• _Selected passage_:

________________

Fast pure elm SHA2 (and soon SHA1)

elm-sha2 is a pure elm implementation of the sha-2 algorithms (sha224, sha256, sha384, and sha512). The implementation is based on elm/bytes, which means it is faster (especially for larger inputs) and more memory-efficient than current solutions (that all had to work around the lack of bytearray support). I have also opened a PR for a faster sha1 on the TFoster/elm-sha1 repo which will hopefully be released in the coming weeks. I’ve written down some thoughts on going from a non-elm/bytes to elm-bytes implementation, and some other noteworthy optimizations.

Optimizing SHA1

The story here is that I started on the PR first, based on this thread. Based on this thread I decided to “just” do sha2 as well. The sha algorithms are very similar in structure, and the existing sha2 implementations had the same problem as sha1: their performance scales poorly for large inputs. It’s not their fault: they are all good packages, with documentation, examples and tests. But with elm/bytes we can go back and see how that changes things. Just to be clear, I do this kind of experimentation out of a personal interest, and I don’t want to criticize anyone’s hard work.

________________

• _Work to do_:
a – Reproduce the part of the elm-sha2 post that opens with the words containing "Optimizing SHA1" and closes with "anyone’s hard work.".
b – Pick up the elm-sha2 post after its last sentence and carry it on.
The material after this point is separate from the elm-sha2 post.

________________

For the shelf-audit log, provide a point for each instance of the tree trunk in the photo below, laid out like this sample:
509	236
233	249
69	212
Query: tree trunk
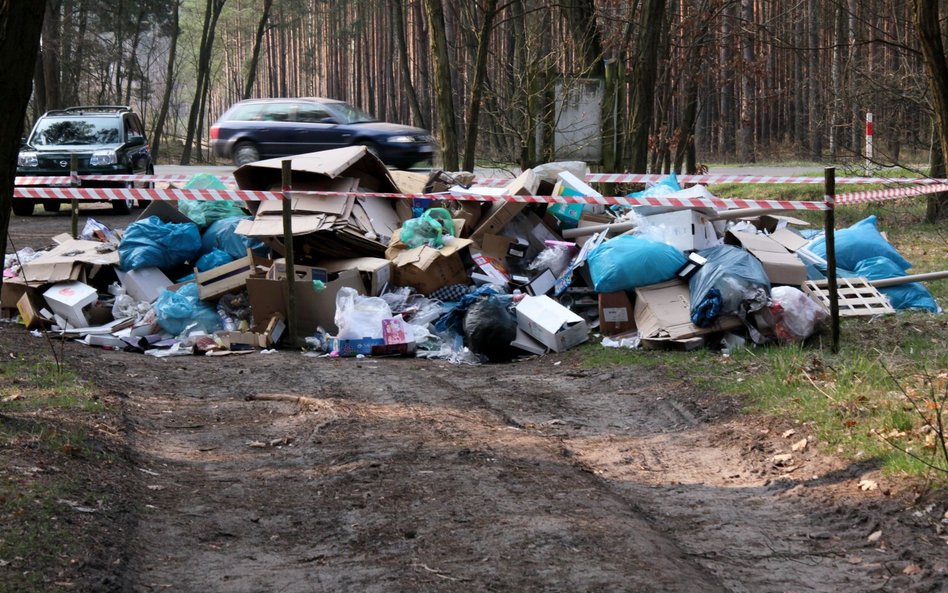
169	81
20	26
211	15
933	52
644	77
480	72
405	69
442	81
255	54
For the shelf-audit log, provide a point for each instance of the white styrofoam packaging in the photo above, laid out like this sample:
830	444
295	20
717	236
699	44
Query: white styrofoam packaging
144	284
550	323
69	299
687	230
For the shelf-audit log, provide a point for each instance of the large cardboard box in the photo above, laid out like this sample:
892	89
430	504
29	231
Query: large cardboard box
71	301
425	268
550	323
687	230
782	267
664	311
314	309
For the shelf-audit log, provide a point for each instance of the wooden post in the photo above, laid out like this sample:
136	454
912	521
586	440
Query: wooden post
74	182
287	174
829	180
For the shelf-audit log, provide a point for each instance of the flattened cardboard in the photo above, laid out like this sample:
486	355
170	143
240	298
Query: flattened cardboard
550	323
616	314
314	168
782	267
664	311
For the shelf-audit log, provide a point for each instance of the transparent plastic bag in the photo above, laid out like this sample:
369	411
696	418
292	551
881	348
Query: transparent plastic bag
359	316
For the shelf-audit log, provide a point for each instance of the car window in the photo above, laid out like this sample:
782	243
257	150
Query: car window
249	112
57	131
311	113
277	112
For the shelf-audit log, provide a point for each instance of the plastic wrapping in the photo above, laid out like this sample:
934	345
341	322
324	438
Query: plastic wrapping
489	328
730	278
150	242
794	315
183	309
912	295
359	316
627	262
221	235
858	242
428	229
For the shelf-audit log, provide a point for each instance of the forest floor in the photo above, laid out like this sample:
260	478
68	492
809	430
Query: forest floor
283	472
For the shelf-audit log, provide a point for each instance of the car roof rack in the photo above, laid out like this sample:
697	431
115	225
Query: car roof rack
82	109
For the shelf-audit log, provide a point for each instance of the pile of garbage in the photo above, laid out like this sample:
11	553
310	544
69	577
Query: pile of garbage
460	279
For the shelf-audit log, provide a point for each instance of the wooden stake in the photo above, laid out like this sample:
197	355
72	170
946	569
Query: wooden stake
830	199
287	175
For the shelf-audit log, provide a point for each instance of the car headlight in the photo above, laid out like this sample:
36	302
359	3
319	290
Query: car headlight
27	159
103	157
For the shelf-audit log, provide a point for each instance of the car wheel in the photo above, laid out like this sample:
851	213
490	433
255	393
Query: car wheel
23	207
246	152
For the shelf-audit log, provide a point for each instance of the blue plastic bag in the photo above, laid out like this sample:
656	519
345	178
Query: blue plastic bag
627	262
913	295
152	243
730	277
220	235
858	242
175	311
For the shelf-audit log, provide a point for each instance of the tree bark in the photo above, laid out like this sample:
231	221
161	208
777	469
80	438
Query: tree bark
644	77
211	16
444	94
20	26
169	81
933	51
480	72
255	54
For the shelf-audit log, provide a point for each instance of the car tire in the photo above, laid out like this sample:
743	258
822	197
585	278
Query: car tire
23	207
246	152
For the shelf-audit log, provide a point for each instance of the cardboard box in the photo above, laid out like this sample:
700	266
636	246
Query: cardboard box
313	309
616	314
664	311
70	300
425	268
303	273
550	323
688	230
782	267
144	284
376	271
229	277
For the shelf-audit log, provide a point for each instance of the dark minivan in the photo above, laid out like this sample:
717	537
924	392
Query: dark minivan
258	129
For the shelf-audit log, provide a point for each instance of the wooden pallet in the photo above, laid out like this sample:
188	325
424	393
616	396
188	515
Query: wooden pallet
857	298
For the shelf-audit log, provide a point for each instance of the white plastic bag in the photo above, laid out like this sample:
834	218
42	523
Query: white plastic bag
795	315
359	316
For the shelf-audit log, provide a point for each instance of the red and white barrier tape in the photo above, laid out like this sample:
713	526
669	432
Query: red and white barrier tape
243	195
881	195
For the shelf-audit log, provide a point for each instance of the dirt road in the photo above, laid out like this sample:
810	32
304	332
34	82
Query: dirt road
416	475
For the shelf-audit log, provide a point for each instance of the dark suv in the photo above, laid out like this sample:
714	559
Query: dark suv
269	128
108	139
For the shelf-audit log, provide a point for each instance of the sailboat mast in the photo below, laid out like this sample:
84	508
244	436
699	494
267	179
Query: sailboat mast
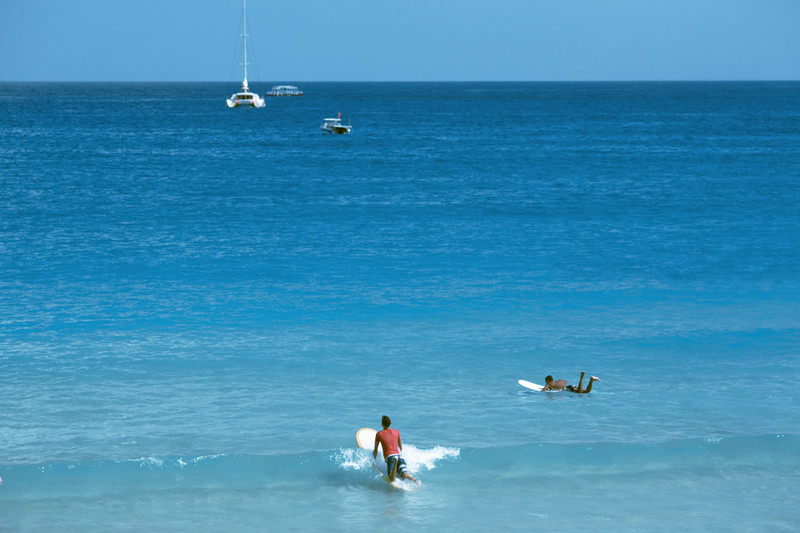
244	35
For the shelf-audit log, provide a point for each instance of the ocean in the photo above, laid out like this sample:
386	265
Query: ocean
200	306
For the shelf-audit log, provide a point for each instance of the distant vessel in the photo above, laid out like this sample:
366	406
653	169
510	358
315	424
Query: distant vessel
334	125
244	97
285	90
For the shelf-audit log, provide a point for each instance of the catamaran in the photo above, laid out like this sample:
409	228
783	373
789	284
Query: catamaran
244	97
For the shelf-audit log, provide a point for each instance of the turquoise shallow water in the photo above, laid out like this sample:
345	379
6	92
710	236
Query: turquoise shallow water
200	306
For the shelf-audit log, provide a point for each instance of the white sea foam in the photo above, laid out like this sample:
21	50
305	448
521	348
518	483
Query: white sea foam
418	459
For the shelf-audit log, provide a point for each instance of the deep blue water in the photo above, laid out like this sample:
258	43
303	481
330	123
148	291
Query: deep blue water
200	306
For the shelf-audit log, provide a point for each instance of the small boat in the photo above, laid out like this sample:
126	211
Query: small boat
244	97
334	125
285	90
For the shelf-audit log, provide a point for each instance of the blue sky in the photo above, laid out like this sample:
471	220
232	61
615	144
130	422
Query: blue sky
400	40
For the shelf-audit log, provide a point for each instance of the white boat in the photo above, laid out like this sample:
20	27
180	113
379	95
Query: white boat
334	125
285	90
244	97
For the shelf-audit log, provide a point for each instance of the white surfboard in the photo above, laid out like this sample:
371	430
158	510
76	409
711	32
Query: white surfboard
365	437
531	386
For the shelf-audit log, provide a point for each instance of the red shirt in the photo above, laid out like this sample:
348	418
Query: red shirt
389	439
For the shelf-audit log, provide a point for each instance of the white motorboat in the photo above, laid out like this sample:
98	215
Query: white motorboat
244	97
285	90
334	125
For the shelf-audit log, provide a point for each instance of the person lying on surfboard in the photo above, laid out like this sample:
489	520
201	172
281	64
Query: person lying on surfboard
561	384
390	440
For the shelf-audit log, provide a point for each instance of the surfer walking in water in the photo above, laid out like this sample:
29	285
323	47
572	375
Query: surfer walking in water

________________

• _Exercise results_:
a –
Optimizing SHA1

The story here is that I started on the PR first, based on this thread. Based on this thread I decided to “just” do sha2 as well. The sha algorithms are very similar in structure, and the existing sha2 implementations had the same problem as sha1: their performance scales poorly for large inputs. It’s not their fault: they are all good packages, with documentation, examples and tests. But with elm/bytes we can go back and see how that changes things. Just to be clear, I do this kind of experimentation out of a personal interest, and I don’t want to criticize anyone’s hard work.

b –
What is SHA1?

sha1 is a hashing algorithm: given an input sequence of bytes, it produces a 160-bit integer that identifies the input. Changing even one bit in the input will lead to a wildly different output. The output of sha1 is called a ‘digest’. Sha1 processes the input in chunks of 512 bits (or 64 bytes) at a time.

Using Bytes as the default.

The current code uses a List Int, that stores byte values. Once again, this made perfect sense before elm/bytes. But, it uses a lot of memory, and encourages less-efficient code than elm/bytes.

As an overarching theme, the current code makes many small modifications to potentially long data structures. For instance, split a chunk into 32-bit words, then map a function over every word, then convert to an array.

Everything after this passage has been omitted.